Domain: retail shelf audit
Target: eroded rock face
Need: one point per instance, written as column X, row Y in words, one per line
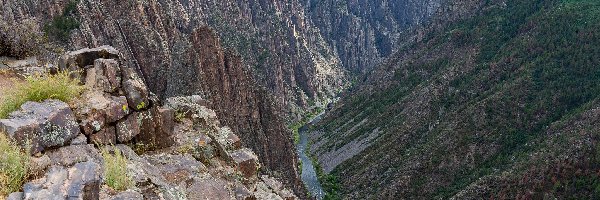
column 104, row 75
column 79, row 59
column 135, row 89
column 41, row 125
column 96, row 110
column 156, row 127
column 82, row 181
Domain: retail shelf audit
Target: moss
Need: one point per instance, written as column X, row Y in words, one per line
column 141, row 105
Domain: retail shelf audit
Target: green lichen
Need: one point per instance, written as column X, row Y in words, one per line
column 141, row 105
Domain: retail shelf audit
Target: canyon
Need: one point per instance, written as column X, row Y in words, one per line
column 450, row 99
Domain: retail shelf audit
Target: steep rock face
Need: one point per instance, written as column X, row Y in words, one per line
column 363, row 33
column 498, row 101
column 232, row 91
column 162, row 40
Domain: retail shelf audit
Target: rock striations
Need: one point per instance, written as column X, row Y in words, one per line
column 178, row 150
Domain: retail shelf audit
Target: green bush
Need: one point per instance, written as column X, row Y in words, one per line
column 115, row 170
column 39, row 88
column 13, row 166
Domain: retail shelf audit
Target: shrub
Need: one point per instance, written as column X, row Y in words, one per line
column 39, row 88
column 13, row 166
column 115, row 170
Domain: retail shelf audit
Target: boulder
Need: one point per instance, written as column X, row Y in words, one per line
column 156, row 127
column 135, row 90
column 79, row 140
column 105, row 136
column 246, row 162
column 127, row 195
column 76, row 60
column 226, row 138
column 15, row 196
column 70, row 155
column 176, row 168
column 205, row 149
column 242, row 193
column 208, row 188
column 105, row 76
column 41, row 125
column 96, row 110
column 194, row 107
column 128, row 128
column 82, row 181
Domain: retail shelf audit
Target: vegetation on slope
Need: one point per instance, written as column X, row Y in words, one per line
column 13, row 166
column 470, row 101
column 115, row 172
column 39, row 88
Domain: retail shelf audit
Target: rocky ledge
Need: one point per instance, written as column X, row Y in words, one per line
column 174, row 150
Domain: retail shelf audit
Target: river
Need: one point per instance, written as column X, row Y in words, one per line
column 309, row 175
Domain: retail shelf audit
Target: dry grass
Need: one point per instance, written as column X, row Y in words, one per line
column 115, row 170
column 39, row 88
column 13, row 166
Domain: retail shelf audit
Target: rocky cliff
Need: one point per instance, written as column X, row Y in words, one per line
column 363, row 33
column 496, row 100
column 172, row 149
column 169, row 44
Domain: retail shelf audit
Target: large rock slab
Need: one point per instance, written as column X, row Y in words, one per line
column 156, row 127
column 176, row 168
column 96, row 110
column 70, row 155
column 82, row 181
column 76, row 60
column 246, row 162
column 106, row 136
column 128, row 128
column 41, row 125
column 135, row 90
column 105, row 75
column 208, row 188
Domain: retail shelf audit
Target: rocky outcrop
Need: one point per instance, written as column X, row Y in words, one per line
column 40, row 126
column 363, row 34
column 191, row 157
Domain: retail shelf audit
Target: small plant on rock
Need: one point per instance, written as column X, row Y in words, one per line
column 39, row 88
column 115, row 172
column 13, row 166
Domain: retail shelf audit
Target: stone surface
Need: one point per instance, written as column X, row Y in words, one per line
column 41, row 125
column 127, row 195
column 79, row 140
column 38, row 165
column 176, row 168
column 105, row 75
column 96, row 110
column 156, row 127
column 208, row 188
column 70, row 155
column 82, row 181
column 15, row 196
column 246, row 162
column 135, row 90
column 106, row 136
column 128, row 128
column 76, row 60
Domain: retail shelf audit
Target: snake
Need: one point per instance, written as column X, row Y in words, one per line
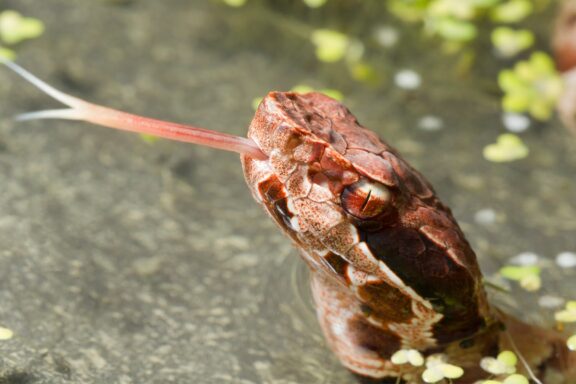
column 390, row 267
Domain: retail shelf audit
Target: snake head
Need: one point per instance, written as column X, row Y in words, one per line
column 360, row 213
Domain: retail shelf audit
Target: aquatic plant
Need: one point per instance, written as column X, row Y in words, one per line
column 533, row 86
column 508, row 147
column 15, row 28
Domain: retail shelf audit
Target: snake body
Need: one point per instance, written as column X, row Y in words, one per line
column 390, row 266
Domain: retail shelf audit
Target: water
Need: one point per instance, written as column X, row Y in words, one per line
column 125, row 262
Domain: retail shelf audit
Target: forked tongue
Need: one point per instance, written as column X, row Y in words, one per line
column 82, row 110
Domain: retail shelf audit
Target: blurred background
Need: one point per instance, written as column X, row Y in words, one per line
column 125, row 259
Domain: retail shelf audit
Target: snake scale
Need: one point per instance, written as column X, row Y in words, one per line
column 390, row 267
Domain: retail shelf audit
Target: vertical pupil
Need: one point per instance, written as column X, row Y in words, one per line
column 364, row 199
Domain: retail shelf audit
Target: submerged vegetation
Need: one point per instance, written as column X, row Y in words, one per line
column 530, row 85
column 14, row 29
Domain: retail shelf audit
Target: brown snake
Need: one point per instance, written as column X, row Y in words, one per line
column 390, row 267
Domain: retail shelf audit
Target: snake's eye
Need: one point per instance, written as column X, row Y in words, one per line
column 365, row 199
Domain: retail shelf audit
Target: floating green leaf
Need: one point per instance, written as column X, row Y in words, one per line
column 437, row 369
column 508, row 147
column 235, row 3
column 509, row 42
column 512, row 11
column 7, row 53
column 513, row 272
column 314, row 3
column 568, row 314
column 15, row 28
column 571, row 342
column 330, row 45
column 516, row 379
column 405, row 356
column 533, row 86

---

### Exercise details
Reproduce the data verbatim. Do not carry any picture into the copy.

### Solution to this problem
Domain: retail shelf audit
Target: eroded rock face
Need: one point per instance, written as column X, row Y in words, one per line
column 104, row 75
column 79, row 59
column 135, row 89
column 41, row 125
column 96, row 110
column 156, row 127
column 82, row 181
Domain: retail shelf audit
Target: moss
Need: one point per instance, written as column X, row Y in words, one per line
column 141, row 105
Domain: retail shelf audit
Target: green lichen
Need: one point per instance, written as column X, row Y in words, one per line
column 141, row 105
Domain: retail shelf audit
Target: canyon
Need: one point per instance, written as column X, row Y in words, one per line
column 450, row 99
Domain: retail shelf audit
Target: steep rock face
Need: one point per instance, written as column X, row Y in words, one per line
column 363, row 33
column 498, row 101
column 232, row 91
column 162, row 40
Domain: retail shelf audit
Target: rock striations
Need: one point per instance, written as column X, row Y in words, one per line
column 178, row 150
Domain: retail shelf audit
Target: green bush
Need: one point per instance, written as column X, row Y in words, one per line
column 115, row 170
column 39, row 88
column 13, row 166
Domain: retail shelf audit
Target: shrub
Need: one point per instance, written as column X, row Y in words, one per line
column 39, row 88
column 13, row 166
column 115, row 170
Domain: retail shelf audit
Target: boulder
Need: one point per instance, written as column X, row Y in words, one per line
column 156, row 127
column 135, row 90
column 79, row 140
column 105, row 136
column 246, row 162
column 127, row 195
column 76, row 60
column 226, row 138
column 15, row 196
column 70, row 155
column 176, row 168
column 205, row 149
column 242, row 193
column 208, row 188
column 105, row 76
column 41, row 125
column 96, row 110
column 194, row 107
column 128, row 128
column 82, row 181
Domain: retail shelf audit
Target: vegetation on slope
Need: one point per instance, written as column X, row Y in words, one per line
column 13, row 166
column 470, row 101
column 115, row 172
column 39, row 88
Domain: retail shelf audit
Target: rocky ledge
Need: one point per instance, written as column X, row Y in words, one per line
column 174, row 150
Domain: retail shelf audit
Target: river
Need: one point per instance, written as column X, row Y in words, one per line
column 309, row 175
Domain: retail shelf audit
Target: dry grass
Need: one point per instance, written as column X, row Y in words, one per line
column 115, row 170
column 39, row 88
column 13, row 166
Domain: retail shelf audit
Target: rocky cliff
Need: one point per instance, written as column X, row Y in words, one per line
column 363, row 33
column 496, row 100
column 172, row 149
column 169, row 44
Domain: retail shelf audit
Target: large rock slab
Need: one point per instance, written as column X, row Y in words, one per line
column 156, row 127
column 176, row 168
column 96, row 110
column 70, row 155
column 82, row 181
column 76, row 60
column 246, row 162
column 106, row 136
column 128, row 128
column 41, row 125
column 135, row 90
column 105, row 75
column 208, row 188
Domain: retail shelf audit
Target: rocky outcrop
Need: one point per instance, written as column X, row Y in words, one per line
column 40, row 126
column 363, row 34
column 191, row 157
Domain: retail shelf audit
Target: small plant on rock
Need: one point per instance, written as column X, row Y in words, one per line
column 39, row 88
column 115, row 172
column 13, row 166
Domain: retail shelf audit
Target: stone surface
Need: one point per instance, written as column X, row Y in words, one per line
column 41, row 125
column 127, row 195
column 79, row 140
column 38, row 165
column 176, row 168
column 105, row 75
column 96, row 110
column 156, row 127
column 208, row 188
column 70, row 155
column 82, row 181
column 15, row 196
column 246, row 162
column 135, row 90
column 106, row 136
column 128, row 128
column 76, row 60
Domain: retail shelf audit
Target: snake
Need: one point per instance, written as column X, row Y in words, one per line
column 390, row 267
Domain: retail shelf audit
Target: snake head
Need: one point per instance, written as column X, row Y in words, one per line
column 360, row 213
Domain: retail shelf audit
Target: aquatic plant
Need: one point per instance, written as column X, row Y in words, one per line
column 533, row 86
column 508, row 147
column 15, row 28
Domain: retail shelf audit
Target: snake body
Need: one point per instance, written as column X, row Y in words, one per line
column 390, row 266
Domain: retail shelf audit
Target: water
Need: one point per instance, written as column X, row Y in words, one per line
column 125, row 262
Domain: retail shelf audit
Target: forked tongue
Need: one point per instance, written as column X, row Y in words, one per line
column 82, row 110
Domain: retail shelf audit
Target: blurred background
Need: one point per instance, written as column X, row Y in words, one per line
column 125, row 259
Domain: retail shelf audit
Target: snake scale
Need: one point per instance, written as column X, row Y in words, one per line
column 390, row 267
Domain: retail shelf audit
Target: vertical pupil
Need: one point per instance, written as column X, row Y in words, one per line
column 364, row 199
Domain: retail shelf audit
Target: submerged vegetation
Need: one point per instance, written as column X, row Y in words, one per line
column 530, row 85
column 14, row 29
Domain: retail shelf audit
Target: brown snake
Need: one point per instance, written as column X, row Y in words, one per line
column 390, row 267
Domain: retail shelf audit
Target: snake's eye
Need: one point per instance, written as column X, row Y in words, one per line
column 365, row 199
Domain: retail shelf audit
Target: floating green leaf
Need: one point per instance, written as column X, row Y in words, one per line
column 437, row 369
column 508, row 147
column 235, row 3
column 509, row 42
column 512, row 11
column 7, row 53
column 513, row 272
column 314, row 3
column 568, row 314
column 15, row 28
column 571, row 342
column 330, row 45
column 516, row 379
column 405, row 356
column 533, row 86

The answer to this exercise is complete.